Tag: Rupert Sheldrake

Rupert Sheldrake and Graham Hancock are iconoclasts–figures who dare to speak the radical truth that our culture is most afraid of hearing. They push back against the belief that all the life, intelligence and heart in our world is an illusion created by random chemical interactions. Their views open us to considering the possibility that the magic in our world might be one we subtly engage with instinctively everyday without ever consciously recognizing. They call us toward an obvious natural truth and a simple vision of meaning–that there is a purposeful mystery to the world.

Rupert Sheldrake: Now that science and technology seem to be at the peak of the power, when their influence has spread all over the world and when their triumph seems indisputable, unexpected problems are disrupting the sciences from within. Most scientists take it for granted that these problems will eventually be solved by more research along established lines, but some, including myself, think that they are symptoms of a deeper malaise. Contemporary science is based on the philosophy of materialism, which claims that all reality is material or physical. There is no reality but material reality. Consciousness is a by-product of the physical activity of the brain. Matter is unconscious. Evolution is purposeless. God exists only as an idea in human minds, and hence in human heads. These beliefs are powerful not because most scientists think about them critically, but because they don’t. The facts of science are real enough, and so are the techniques that scientists use, and so are the technologies based on them. But the belief system that governs conventional scientific thinking is an act of faith. The biggest scientific delusion of all is that science already knows the answers. The details still need working out, but the fundamental questions are settled, in principle.

* ENTRIES PROVIDED:

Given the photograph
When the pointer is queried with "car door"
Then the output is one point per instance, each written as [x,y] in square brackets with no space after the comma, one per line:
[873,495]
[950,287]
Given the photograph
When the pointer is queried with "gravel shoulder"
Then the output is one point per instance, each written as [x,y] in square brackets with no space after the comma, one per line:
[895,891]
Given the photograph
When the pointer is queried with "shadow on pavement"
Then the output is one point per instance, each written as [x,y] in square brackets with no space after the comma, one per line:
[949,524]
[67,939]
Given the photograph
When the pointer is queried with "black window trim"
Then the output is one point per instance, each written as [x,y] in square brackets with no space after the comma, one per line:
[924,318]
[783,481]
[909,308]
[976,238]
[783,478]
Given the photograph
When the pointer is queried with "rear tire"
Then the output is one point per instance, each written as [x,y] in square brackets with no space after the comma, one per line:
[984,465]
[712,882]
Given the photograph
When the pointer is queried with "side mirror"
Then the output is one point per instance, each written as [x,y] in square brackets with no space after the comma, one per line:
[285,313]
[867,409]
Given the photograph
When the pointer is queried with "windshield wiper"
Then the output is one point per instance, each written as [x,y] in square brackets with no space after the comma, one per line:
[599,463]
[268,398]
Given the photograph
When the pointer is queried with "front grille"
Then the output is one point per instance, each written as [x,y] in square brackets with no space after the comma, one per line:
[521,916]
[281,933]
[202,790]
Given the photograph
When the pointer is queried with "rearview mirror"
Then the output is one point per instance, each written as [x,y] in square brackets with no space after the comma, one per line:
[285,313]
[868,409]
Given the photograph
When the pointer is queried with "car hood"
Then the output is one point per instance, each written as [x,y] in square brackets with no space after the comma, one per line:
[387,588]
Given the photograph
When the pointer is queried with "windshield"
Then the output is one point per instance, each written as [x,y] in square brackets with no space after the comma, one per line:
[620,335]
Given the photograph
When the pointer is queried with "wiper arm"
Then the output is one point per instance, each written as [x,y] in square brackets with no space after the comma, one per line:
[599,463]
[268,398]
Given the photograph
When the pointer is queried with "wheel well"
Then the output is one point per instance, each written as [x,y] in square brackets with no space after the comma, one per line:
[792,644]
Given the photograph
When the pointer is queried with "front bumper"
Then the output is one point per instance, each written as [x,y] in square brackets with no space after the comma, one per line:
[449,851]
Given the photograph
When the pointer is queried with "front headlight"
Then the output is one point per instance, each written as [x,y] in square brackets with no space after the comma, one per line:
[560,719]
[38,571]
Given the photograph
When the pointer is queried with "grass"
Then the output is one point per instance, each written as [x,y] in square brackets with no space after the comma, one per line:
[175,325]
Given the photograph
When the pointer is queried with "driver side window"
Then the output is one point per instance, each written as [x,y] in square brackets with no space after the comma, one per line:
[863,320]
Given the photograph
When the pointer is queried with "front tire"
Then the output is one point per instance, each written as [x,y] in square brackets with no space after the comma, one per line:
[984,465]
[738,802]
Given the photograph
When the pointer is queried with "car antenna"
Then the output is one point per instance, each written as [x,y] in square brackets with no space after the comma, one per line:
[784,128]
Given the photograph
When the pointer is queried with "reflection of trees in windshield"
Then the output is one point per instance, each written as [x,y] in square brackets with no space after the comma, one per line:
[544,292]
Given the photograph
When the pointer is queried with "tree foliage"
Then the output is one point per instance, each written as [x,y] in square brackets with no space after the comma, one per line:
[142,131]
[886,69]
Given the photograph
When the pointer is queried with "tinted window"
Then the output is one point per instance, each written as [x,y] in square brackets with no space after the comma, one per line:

* PROBLEMS AND TASKS:
(1) According to the Sheldrake text, why are the beliefs of materialism powerful among scientists? Answer in one to three sentences.
(2) Answer these from the Sheldrake text:
(a) Which two figures are called iconoclasts?
(b) What philosophy is contemporary science based on?
(c) What does Sheldrake call the biggest scientific delusion of all?
(3) Do these statements agree with the Sheldrake text? Answer yes or no for each and quote the deciding words.
(a) Sheldrake holds that the facts of science are not real.
(b) Most scientists expect the problems to be solved by more research along established lines.
(c) Under materialism as described, matter is conscious.
The records were taken from a different source than the text.

* SOLUTIONS FOR EACH TASK:
(1) They are powerful not because most scientists think about them critically, but because they don't. Their strength comes from going unexamined.

(2)
(a) Rupert Sheldrake and Graham Hancock.
(b) The philosophy of materialism.
(c) The belief that science already knows the answers.

(3)
(a) No: "The facts of science are real enough"
(b) Yes: "Most scientists take it for granted that these problems will eventually be solved by more research along established lines"
(c) No: "Matter is unconscious."